▶ **Assignment**: Print exactly the lines below between the line holding "Put a dot on every instance of the eye." and the line holding "<point>199,138</point>", inclusive, and nothing more.

▶ **Records for this task**:
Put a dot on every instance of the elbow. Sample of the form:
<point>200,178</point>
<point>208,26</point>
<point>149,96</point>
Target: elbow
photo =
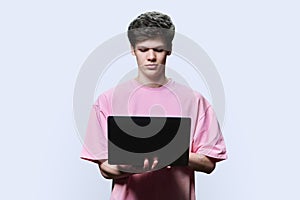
<point>210,168</point>
<point>105,175</point>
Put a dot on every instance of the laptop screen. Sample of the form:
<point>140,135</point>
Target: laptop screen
<point>131,139</point>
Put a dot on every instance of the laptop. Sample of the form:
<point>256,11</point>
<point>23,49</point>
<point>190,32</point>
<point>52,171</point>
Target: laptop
<point>131,139</point>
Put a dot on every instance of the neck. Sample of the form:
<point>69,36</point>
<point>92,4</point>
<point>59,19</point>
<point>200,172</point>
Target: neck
<point>152,82</point>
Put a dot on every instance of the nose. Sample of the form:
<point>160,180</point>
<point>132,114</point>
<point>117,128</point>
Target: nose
<point>151,56</point>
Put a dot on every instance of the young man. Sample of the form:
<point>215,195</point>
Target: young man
<point>151,93</point>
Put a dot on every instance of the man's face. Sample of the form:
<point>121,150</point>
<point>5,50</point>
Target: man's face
<point>151,58</point>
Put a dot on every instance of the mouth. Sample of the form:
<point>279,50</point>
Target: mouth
<point>151,66</point>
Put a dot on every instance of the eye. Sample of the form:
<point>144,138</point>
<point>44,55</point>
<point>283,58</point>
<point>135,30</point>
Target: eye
<point>158,50</point>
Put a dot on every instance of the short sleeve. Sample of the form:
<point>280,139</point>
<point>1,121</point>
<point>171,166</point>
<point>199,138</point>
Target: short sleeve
<point>208,139</point>
<point>95,141</point>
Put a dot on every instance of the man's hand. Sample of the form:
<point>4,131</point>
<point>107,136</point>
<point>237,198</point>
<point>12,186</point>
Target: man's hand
<point>147,166</point>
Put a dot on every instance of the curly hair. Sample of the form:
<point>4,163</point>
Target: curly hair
<point>151,25</point>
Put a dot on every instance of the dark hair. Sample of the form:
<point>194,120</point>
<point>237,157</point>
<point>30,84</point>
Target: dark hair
<point>151,25</point>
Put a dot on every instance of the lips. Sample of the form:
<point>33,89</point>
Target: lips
<point>151,66</point>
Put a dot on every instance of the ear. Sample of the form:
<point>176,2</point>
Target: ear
<point>132,50</point>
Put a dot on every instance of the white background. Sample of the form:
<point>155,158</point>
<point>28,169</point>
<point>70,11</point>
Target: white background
<point>254,45</point>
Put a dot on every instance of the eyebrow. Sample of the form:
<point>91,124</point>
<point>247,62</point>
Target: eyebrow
<point>157,47</point>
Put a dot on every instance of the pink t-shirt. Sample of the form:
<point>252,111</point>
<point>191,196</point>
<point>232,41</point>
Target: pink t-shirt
<point>171,99</point>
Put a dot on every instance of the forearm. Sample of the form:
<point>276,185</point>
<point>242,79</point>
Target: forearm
<point>111,171</point>
<point>201,163</point>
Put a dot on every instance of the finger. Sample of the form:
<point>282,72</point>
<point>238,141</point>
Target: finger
<point>146,164</point>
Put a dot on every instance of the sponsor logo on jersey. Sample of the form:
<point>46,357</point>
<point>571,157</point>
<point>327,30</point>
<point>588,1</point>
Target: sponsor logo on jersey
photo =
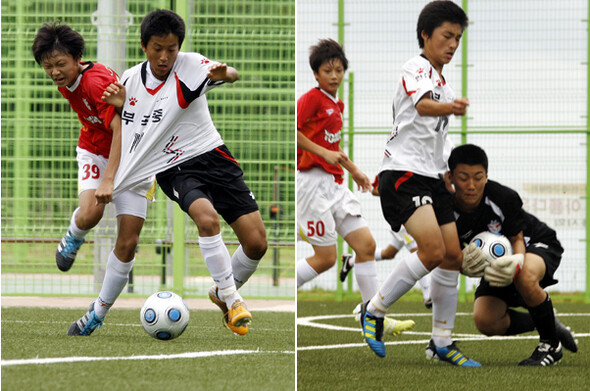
<point>495,226</point>
<point>175,152</point>
<point>332,137</point>
<point>94,119</point>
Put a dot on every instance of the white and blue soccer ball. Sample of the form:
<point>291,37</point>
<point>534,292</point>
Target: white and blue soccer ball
<point>492,245</point>
<point>164,315</point>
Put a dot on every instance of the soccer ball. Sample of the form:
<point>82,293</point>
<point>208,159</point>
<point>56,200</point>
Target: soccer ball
<point>164,315</point>
<point>492,245</point>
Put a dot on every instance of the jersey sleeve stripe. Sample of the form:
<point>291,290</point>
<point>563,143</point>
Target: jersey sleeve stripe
<point>185,95</point>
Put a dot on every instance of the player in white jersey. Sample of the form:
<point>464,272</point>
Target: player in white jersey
<point>412,191</point>
<point>167,130</point>
<point>398,240</point>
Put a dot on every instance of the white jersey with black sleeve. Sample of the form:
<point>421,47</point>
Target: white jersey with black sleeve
<point>417,143</point>
<point>164,125</point>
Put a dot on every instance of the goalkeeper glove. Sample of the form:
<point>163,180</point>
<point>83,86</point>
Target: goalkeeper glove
<point>474,261</point>
<point>503,271</point>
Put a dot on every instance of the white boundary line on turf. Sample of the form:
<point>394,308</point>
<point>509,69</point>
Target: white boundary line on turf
<point>57,360</point>
<point>310,322</point>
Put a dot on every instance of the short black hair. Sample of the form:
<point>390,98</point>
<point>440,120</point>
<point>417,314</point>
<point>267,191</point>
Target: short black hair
<point>58,37</point>
<point>469,154</point>
<point>161,23</point>
<point>326,50</point>
<point>435,13</point>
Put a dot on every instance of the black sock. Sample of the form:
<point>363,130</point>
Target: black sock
<point>544,319</point>
<point>520,322</point>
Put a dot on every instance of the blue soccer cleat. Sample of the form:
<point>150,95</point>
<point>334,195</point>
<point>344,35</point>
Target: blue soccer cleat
<point>372,327</point>
<point>66,251</point>
<point>450,354</point>
<point>86,324</point>
<point>544,355</point>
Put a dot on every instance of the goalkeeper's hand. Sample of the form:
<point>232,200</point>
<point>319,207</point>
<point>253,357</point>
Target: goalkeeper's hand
<point>474,261</point>
<point>503,271</point>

▶ **Answer to the problem**:
Put a dot on every instance of the eye. Sample of the form:
<point>144,138</point>
<point>44,55</point>
<point>283,58</point>
<point>135,30</point>
Target: eye
<point>158,50</point>
Put a dot on every instance of the short sleeve. Sample of the form:
<point>280,139</point>
<point>1,121</point>
<point>171,166</point>
<point>199,138</point>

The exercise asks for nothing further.